ÉNONCÉ A
Répondez s'il vous plaît à ces questions à partir de l'extrait consacré aux conditions d'emploi, une réponse par ligne :
(i) Dans ces métiers, la proportion de salariés en intérim est combien de fois supérieure à celle de l'ensemble des salariés ?
(ii) Comment ces métiers se situent-ils face aux risques psychosociaux ?
(iii) Quel pourcentage de ces salariés est soumis au travail de nuit, et quel pourcentage de l'ensemble des salariés ?
ÉNONCÉ B
Prolongez l'extrait consacré aux conditions d'emploi en reprenant après sa dernière phrase.

TEXTE EXTRAIT
════

Sur le plan des conditions d’emploi, ces métiers se distinguent par une proportion de salariés en intérim très élevée (plus de quatre fois supérieure à celle de l’ensemble des salariés), une très forte exposition au risque de chômage et à un accès très faible à la formation professionnelle.
Mais c’est surtout le niveau très important d’accidents déclarés et la très forte exposition aux contraintes physiques (près de deux fois supérieurs aux scores de l’ensemble des salariés).

En revanche, ils demeurent assez protégés des risques psychosociaux. Cette absence de pression se conjugue avec le plus faible niveau de sentiment d’utilité sociale au travail des six groupes.

Peu de salariés déclarent être soumis à des difficultés de conciliation entre vie professionnelle et vie familiale ou à de longues durées de travail. En revanche, s’ils pratiquent moins le travail dominical (10% contre 15 pour l’ensemble des salariés), ils sont deux fois plus sujets au travail de nuit que l’ensemble des salariés (10% contre 5).

════

LIGNES DE DONNÉES
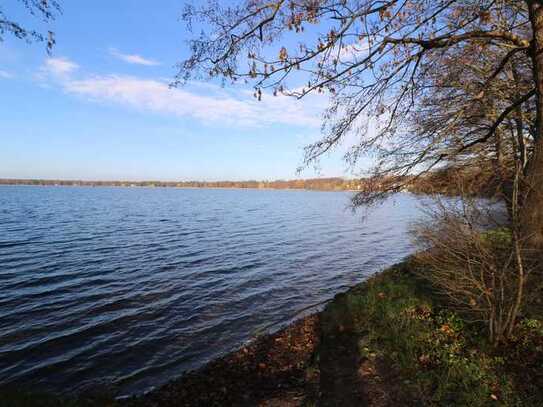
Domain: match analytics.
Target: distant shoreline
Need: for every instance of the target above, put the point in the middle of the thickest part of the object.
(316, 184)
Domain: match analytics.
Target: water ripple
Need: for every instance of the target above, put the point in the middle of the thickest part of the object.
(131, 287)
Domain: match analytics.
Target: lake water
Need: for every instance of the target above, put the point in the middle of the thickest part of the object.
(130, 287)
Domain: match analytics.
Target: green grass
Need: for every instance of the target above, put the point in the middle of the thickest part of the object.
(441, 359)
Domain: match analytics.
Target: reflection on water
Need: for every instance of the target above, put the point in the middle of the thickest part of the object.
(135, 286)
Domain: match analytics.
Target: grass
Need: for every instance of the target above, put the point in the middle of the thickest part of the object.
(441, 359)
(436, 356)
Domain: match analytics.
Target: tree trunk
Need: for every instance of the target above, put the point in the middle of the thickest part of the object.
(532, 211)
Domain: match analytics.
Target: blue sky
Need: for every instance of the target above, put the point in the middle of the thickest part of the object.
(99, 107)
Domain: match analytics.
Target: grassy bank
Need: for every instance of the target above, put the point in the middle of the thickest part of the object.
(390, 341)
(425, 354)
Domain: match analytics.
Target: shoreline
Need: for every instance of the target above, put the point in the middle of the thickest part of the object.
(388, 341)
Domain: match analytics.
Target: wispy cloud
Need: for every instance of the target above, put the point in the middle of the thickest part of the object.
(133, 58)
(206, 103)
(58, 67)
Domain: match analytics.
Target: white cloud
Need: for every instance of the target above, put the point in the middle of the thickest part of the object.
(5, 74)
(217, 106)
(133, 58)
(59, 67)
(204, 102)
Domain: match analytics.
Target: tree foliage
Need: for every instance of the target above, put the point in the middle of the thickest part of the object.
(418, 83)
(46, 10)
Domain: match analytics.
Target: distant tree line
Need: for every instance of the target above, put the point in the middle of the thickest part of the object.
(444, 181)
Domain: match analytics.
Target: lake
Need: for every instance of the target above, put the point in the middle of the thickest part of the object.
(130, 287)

════

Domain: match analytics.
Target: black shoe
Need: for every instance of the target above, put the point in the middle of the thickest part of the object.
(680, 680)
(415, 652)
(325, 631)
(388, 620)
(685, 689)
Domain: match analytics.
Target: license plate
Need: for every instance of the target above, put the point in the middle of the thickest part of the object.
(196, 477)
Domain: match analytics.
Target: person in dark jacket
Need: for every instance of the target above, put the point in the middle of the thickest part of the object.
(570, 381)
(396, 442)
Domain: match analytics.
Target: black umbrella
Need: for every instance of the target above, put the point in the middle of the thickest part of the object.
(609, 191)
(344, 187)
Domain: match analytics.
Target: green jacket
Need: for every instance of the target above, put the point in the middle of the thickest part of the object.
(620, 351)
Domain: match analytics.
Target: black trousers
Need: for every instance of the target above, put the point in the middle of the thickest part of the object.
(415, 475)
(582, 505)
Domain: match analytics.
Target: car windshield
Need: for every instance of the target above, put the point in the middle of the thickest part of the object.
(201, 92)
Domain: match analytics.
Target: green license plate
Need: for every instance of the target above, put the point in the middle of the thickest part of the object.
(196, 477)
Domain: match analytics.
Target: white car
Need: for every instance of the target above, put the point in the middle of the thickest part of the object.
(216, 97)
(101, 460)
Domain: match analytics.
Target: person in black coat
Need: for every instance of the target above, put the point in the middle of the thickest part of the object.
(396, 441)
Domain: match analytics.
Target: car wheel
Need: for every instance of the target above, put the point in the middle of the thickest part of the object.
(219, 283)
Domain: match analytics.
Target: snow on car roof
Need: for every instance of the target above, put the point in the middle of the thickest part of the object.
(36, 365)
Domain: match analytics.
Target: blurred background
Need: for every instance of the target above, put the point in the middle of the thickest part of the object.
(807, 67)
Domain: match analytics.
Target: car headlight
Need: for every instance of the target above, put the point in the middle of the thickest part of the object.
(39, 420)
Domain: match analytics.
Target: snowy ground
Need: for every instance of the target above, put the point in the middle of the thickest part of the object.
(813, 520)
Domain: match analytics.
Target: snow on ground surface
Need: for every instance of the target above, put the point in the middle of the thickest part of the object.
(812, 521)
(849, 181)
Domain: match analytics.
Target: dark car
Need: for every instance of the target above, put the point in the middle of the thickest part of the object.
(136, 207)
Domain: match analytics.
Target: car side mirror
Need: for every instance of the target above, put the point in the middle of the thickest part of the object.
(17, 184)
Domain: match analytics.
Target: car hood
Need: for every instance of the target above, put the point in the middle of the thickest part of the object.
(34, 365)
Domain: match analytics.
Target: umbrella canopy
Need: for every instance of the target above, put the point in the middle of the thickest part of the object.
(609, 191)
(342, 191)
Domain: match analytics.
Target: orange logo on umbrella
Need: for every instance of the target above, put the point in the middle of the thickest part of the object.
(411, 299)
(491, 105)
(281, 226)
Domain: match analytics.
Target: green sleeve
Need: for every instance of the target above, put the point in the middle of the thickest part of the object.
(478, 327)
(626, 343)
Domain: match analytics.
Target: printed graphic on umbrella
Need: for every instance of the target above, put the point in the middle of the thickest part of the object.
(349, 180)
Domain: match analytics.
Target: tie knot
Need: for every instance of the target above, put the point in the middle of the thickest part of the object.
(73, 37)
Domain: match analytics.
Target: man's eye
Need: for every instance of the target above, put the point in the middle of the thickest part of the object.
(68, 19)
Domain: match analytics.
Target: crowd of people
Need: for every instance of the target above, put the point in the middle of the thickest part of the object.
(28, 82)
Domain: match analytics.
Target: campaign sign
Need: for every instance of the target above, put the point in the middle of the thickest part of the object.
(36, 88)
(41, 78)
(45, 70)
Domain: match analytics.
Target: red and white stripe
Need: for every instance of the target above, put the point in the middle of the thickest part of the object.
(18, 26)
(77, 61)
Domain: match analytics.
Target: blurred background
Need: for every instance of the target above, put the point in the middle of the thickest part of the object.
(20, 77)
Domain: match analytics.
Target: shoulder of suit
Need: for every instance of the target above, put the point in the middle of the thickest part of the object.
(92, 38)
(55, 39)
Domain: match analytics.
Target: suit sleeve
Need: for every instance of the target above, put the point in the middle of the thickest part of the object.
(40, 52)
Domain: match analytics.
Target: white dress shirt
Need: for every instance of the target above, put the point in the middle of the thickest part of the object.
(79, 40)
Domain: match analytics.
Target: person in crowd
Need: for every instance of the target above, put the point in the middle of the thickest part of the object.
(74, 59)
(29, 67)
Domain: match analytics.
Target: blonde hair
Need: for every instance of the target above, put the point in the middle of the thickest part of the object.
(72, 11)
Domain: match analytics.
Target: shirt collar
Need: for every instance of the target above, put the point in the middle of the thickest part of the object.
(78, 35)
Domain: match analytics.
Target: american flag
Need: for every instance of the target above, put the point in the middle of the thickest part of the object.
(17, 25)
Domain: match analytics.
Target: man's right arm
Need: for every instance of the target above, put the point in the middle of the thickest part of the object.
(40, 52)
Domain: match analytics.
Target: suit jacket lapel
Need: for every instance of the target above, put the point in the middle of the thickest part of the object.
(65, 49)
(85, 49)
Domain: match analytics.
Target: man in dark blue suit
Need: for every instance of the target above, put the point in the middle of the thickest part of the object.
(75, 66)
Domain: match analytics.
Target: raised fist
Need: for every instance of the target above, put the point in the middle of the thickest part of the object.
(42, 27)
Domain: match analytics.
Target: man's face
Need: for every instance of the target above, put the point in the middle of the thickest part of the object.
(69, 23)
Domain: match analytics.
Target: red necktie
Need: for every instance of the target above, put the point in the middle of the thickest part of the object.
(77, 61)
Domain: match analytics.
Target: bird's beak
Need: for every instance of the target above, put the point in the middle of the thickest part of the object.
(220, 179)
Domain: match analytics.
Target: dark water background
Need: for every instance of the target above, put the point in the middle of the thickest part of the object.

════

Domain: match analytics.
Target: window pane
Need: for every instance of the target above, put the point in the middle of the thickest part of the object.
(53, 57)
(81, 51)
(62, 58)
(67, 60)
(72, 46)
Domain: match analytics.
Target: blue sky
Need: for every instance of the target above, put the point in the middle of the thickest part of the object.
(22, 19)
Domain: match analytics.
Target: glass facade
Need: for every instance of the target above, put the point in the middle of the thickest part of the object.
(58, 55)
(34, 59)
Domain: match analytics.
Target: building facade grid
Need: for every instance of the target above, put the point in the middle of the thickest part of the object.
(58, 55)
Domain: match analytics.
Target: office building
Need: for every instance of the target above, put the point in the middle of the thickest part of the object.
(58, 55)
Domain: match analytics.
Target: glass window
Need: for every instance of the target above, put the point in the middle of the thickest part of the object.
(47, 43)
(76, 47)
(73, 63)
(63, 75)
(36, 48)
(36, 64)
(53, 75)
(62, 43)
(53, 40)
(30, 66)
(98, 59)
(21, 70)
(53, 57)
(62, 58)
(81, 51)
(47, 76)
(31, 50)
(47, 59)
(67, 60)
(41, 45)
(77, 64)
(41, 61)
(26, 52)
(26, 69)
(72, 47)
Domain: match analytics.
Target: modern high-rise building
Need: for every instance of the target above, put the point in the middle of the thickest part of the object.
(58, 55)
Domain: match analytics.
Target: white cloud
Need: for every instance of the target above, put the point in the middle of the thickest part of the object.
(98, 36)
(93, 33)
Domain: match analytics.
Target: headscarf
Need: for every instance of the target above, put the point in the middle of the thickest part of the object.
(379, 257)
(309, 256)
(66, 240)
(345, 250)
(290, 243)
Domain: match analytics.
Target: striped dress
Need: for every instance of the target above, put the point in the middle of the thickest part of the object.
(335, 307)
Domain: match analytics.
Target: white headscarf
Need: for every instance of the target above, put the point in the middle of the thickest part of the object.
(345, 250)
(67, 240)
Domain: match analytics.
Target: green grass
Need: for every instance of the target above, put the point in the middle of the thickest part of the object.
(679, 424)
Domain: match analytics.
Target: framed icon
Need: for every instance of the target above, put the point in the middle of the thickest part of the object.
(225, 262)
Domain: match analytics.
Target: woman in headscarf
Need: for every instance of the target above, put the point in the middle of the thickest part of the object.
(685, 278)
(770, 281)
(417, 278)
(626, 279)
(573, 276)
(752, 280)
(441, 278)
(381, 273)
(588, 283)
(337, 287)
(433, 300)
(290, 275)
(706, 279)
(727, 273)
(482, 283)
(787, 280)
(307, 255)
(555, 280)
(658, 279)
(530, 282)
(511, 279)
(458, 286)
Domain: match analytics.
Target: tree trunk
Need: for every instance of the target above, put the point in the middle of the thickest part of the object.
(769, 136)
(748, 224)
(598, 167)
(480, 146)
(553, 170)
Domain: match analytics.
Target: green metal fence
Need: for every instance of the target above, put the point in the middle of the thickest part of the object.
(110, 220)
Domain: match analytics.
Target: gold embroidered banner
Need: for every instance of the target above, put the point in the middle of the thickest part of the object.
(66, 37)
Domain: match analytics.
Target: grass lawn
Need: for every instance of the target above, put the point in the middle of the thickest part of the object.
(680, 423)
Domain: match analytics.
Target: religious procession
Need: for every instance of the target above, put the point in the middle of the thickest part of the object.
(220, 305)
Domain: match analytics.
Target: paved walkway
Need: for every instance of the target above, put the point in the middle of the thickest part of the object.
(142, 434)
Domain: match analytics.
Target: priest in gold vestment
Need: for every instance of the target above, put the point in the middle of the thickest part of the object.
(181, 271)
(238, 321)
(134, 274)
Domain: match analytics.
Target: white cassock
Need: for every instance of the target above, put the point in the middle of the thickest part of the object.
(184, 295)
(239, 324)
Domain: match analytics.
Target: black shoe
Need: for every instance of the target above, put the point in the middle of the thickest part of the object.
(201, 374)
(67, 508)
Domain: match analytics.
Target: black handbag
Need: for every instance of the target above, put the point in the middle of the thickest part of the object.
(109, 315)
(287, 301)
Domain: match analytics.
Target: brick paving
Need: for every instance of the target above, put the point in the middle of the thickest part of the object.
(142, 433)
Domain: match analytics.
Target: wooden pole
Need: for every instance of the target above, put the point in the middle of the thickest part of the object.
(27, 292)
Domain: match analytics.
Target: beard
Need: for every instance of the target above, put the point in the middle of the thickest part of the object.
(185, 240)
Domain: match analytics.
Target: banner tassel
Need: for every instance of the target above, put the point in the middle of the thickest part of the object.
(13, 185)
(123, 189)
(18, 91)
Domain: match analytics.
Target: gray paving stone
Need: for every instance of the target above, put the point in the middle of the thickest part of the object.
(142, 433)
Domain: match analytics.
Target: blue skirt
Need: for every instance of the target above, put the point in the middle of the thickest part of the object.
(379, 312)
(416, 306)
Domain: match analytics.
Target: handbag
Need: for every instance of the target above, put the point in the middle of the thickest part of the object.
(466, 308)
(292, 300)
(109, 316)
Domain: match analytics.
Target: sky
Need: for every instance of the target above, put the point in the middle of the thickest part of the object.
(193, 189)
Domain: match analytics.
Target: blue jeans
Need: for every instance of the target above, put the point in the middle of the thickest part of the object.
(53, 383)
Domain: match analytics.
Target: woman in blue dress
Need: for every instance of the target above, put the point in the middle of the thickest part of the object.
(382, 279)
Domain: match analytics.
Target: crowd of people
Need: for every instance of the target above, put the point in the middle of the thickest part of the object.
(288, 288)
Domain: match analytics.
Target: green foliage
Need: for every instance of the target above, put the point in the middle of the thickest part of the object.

════

RÉPONSE ATTENDUE A
(i) Plus de quatre fois supérieure.
(ii) Ils en demeurent assez protégés.
(iii) 10 % contre 5 % pour l'ensemble des salariés.

RÉPONSE ATTENDUE B
 

Pour grande partie on y trouve les métiers d’ouvriers, qualifiés et non qualifiés 82% sont des hommes.

 

♦ Groupe 4 (4,9 millions de salariés ou 21% des salariés) : des métiers à bas salaires, mais relativement protégés des contraintes physiques et horaires.
Les niveaux de rémunération sont faibles, avec malgré un salaire horaire brut quasi similaire au groupe précédent, un revenu net annuel nettement plus bas (inférieur de près d’un tiers à celui de l’ensemble des salariés), du fait des travailleurs en temps partiel et en CDD largement supérieurs (28% contre 10  à 18%).

 

Ces chiffres vont de pair avec des perspectives de carrière relativement défavorables, des niveaux de chômage et d’inactivité 50% plus élevés. Le sentiment d’insécurité de l’emploi y est la plus élevée.

 

Ils ont toutefois relativement épargnés en matière d’accidents du travail déclarés et d’exposition à des risques physiques, et de risques psychosociaux (avec seulement 20% de travailleurs déclarant travailler sous pression) et par un rapport au travail plutôt favorable (avec 70% de déclarant un sentiment d’utilité au travail). 

 

Ils apparaissent relativement peu concernés par les horaires atypiques, le travail de nuit ou le dimanche et sont moins nombreux à se plaindre que leurs horaires de travail ne s’accordent pas avec leurs engagements sociaux ou familiaux.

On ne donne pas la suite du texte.